◆ Aim ◆
Using the entries below, transcribe exactly the line containing "Keypoint placement for each instance of the bare" and each line that follows it to the end.

(Point labeling dataset excerpts)
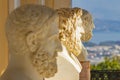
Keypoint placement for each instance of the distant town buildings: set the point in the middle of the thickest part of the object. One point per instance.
(96, 54)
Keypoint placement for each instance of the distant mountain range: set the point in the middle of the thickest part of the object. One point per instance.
(106, 25)
(105, 43)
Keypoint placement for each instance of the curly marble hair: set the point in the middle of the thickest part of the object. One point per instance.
(72, 22)
(33, 29)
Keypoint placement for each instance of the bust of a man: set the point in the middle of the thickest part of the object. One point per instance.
(32, 33)
(44, 43)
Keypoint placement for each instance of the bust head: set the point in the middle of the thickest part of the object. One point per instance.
(32, 30)
(87, 24)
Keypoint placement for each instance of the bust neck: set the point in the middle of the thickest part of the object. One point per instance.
(21, 68)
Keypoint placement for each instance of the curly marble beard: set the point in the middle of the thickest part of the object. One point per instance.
(44, 62)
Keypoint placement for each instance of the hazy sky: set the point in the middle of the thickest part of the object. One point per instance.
(102, 9)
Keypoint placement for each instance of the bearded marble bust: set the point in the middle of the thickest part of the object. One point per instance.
(32, 33)
(44, 43)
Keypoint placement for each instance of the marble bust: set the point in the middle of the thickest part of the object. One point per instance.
(32, 33)
(76, 26)
(45, 44)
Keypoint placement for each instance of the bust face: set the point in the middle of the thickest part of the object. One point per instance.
(33, 30)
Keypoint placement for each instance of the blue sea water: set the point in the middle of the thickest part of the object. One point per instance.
(105, 36)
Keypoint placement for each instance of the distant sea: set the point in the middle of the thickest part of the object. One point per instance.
(105, 36)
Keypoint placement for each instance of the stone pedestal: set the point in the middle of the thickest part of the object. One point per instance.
(85, 73)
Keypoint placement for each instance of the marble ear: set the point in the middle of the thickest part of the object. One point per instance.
(32, 41)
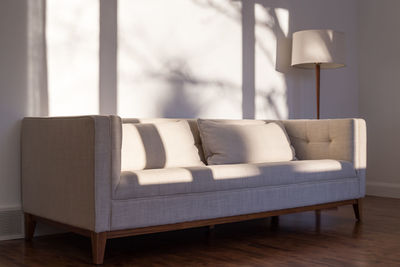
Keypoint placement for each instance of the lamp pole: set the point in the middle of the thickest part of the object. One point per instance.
(317, 80)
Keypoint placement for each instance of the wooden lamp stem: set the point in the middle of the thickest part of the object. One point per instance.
(317, 79)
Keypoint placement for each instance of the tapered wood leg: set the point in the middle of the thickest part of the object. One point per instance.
(357, 207)
(318, 220)
(99, 241)
(30, 225)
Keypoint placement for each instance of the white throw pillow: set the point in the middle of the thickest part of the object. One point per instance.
(251, 143)
(158, 145)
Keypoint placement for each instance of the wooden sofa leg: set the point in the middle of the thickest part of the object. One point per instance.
(357, 207)
(99, 241)
(30, 225)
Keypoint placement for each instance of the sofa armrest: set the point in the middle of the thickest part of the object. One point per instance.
(66, 169)
(340, 139)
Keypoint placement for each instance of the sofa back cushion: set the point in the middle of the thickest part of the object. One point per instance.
(163, 144)
(244, 143)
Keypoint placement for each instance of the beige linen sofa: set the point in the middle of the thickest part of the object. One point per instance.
(72, 177)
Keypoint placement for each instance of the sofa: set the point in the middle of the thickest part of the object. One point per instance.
(91, 175)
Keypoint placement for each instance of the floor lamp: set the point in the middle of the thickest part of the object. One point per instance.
(318, 49)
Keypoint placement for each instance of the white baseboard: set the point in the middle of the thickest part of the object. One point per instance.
(383, 189)
(12, 224)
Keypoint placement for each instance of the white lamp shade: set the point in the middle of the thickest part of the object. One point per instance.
(325, 47)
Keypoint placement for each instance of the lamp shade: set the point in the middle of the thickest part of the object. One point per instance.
(323, 47)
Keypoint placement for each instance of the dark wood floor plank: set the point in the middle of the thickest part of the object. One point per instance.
(295, 241)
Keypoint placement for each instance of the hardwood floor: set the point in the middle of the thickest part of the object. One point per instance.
(293, 240)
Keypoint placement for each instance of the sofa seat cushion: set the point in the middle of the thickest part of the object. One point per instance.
(171, 181)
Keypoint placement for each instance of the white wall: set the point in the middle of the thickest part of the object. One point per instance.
(13, 96)
(283, 93)
(379, 92)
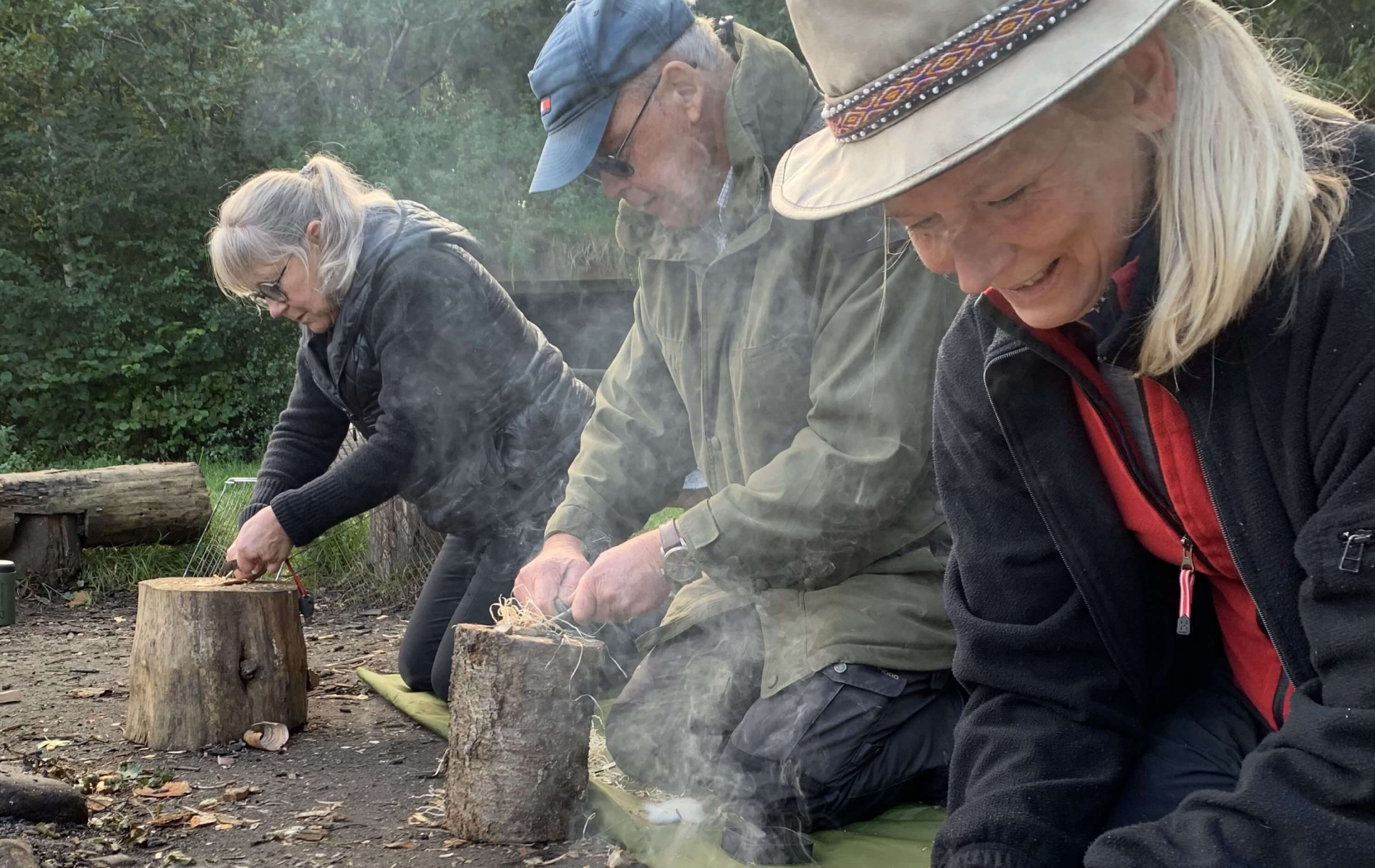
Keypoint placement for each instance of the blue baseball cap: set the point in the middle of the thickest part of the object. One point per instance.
(596, 47)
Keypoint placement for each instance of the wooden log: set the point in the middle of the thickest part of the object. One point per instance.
(211, 658)
(46, 548)
(128, 504)
(519, 726)
(399, 540)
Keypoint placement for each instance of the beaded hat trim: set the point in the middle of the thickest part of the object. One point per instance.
(962, 56)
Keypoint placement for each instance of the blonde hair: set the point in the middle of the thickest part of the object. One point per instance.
(264, 220)
(1248, 182)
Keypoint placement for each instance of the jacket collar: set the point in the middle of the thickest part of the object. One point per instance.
(769, 108)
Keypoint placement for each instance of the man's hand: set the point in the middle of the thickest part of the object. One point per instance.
(261, 547)
(554, 573)
(625, 583)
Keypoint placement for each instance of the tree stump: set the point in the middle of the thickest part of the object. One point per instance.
(209, 660)
(519, 726)
(46, 548)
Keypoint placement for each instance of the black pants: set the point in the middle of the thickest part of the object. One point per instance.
(1198, 746)
(470, 573)
(832, 749)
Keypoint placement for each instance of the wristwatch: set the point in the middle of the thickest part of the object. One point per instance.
(678, 565)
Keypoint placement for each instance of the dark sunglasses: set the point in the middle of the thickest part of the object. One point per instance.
(612, 163)
(271, 292)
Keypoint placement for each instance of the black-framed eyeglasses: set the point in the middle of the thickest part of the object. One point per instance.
(271, 290)
(612, 163)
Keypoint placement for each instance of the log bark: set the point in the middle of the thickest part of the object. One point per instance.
(399, 540)
(46, 548)
(30, 797)
(519, 724)
(128, 504)
(209, 660)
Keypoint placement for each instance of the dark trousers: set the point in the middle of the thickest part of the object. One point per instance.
(1198, 746)
(469, 574)
(837, 747)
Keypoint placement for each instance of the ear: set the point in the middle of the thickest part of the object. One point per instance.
(1154, 88)
(685, 88)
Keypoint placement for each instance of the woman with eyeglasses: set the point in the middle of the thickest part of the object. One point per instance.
(467, 409)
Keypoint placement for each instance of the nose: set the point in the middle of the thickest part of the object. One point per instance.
(971, 256)
(614, 186)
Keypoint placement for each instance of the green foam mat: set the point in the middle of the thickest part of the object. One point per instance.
(898, 837)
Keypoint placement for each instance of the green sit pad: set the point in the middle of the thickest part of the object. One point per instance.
(898, 837)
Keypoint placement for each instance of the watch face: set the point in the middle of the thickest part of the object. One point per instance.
(678, 566)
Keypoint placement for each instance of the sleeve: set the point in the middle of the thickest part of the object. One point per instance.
(824, 507)
(1049, 726)
(304, 441)
(635, 449)
(1306, 794)
(443, 337)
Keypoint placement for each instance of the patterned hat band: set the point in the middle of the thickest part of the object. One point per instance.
(944, 67)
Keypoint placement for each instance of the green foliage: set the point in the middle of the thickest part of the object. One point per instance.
(124, 125)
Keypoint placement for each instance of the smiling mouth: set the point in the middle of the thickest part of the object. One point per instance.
(1036, 279)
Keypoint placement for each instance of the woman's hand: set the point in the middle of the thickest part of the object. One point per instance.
(261, 547)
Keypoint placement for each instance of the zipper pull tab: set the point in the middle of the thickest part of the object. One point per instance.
(1184, 624)
(1352, 561)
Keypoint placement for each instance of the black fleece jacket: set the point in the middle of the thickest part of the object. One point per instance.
(1065, 623)
(467, 409)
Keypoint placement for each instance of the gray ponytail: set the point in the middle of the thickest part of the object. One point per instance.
(264, 220)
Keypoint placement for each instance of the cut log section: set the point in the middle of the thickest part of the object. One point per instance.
(519, 726)
(211, 660)
(46, 548)
(130, 504)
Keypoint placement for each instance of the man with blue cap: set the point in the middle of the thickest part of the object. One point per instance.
(802, 669)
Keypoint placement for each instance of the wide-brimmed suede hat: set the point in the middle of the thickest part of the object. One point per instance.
(915, 88)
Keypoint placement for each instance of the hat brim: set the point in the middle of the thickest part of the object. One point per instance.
(571, 149)
(820, 177)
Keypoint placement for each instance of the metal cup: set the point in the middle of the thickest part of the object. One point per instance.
(7, 585)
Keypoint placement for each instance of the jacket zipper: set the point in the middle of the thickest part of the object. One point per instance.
(1182, 626)
(1282, 687)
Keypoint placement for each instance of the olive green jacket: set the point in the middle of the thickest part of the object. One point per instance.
(800, 385)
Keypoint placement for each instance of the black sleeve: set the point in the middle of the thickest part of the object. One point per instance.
(1049, 727)
(304, 441)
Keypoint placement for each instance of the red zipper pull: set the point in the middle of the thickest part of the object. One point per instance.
(1182, 626)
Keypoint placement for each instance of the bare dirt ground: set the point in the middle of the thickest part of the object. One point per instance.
(355, 786)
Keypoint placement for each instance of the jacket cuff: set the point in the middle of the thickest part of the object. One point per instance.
(990, 856)
(574, 519)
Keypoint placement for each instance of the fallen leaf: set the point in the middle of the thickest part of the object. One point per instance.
(319, 812)
(426, 820)
(267, 735)
(172, 788)
(171, 817)
(238, 794)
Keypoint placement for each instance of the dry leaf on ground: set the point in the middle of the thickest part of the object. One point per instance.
(172, 788)
(267, 735)
(238, 794)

◆ Full solution ◆
Keypoint placement for each instance of the bare dirt ground: set the point in the middle of the thickest part of the object. One point per instance.
(355, 786)
Keypoint placement for each instance of the jacket cuff: set the point in the middle of the thickest part of the object. One point per instance.
(990, 856)
(574, 519)
Keypoint placement for each instance of the fallen leaf: set the point in the middle of the thickest part of the object. One point per instance.
(319, 812)
(426, 820)
(267, 735)
(172, 788)
(171, 817)
(238, 794)
Keypoint placement for each instance of the dry leaf on ground: set the point in the middle of the thickest part of the object. One point per instance.
(172, 788)
(267, 735)
(238, 794)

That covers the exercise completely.